Estabelecer um novo pacto comercial que consiga mudar o atual panorama de um mercado editorial concentrado e estagnado para um quadro de crescimento e que favoreça também o pequeno livreiro. Esse deve ser o objetivo de uma lei que institua o preço fixo do livro no Brasil, segundo o presidente do Sindicato Nacional dos Editores de Livros, Marcos da Veiga Pereira. As considerações foram feitas durante o “Seminário Internacional sobre Políticas Públicas do Livro – Lei do Preço Fixo”, realizado dia 30 de junho, em Brasília.
A iniciativa do evento foi da Comissão de Educação, Cultura e Esporte do Senado, motivado pela apresentação do PLS 49/2015 que institui o preço fixo do livro pela senadora Fátima Bezerra, vice-presidente da Comissão.

» INSTRUÇÃO ESCRITA 1: De acordo com o texto sobre a lei do preço fixo do livro, em que data e em que cidade foi realizado o seminário internacional?
» INSTRUÇÃO ESCRITA 2: Transcreva fielmente o trecho do texto sobre a lei do preço fixo do livro que começa em "A iniciativa do" e termina em "vice-presidente da Comissão.".

» DADOS COLETADOS:
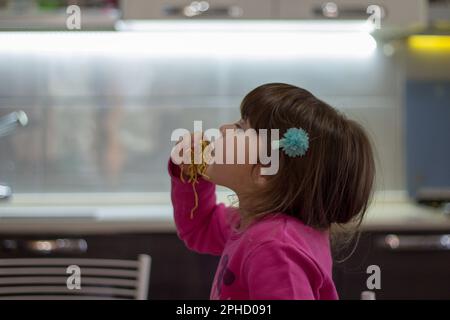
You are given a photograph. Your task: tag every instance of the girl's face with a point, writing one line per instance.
(237, 176)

» RESOLUÇÃO DO EXERCÍCIO 1: Em 30 de junho, em Brasília.

» RESOLUÇÃO DO EXERCÍCIO 2:
A iniciativa do evento foi da Comissão de Educação, Cultura e Esporte do Senado, motivado pela apresentação do PLS 49/2015 que institui o preço fixo do livro pela senadora Fátima Bezerra, vice-presidente da Comissão.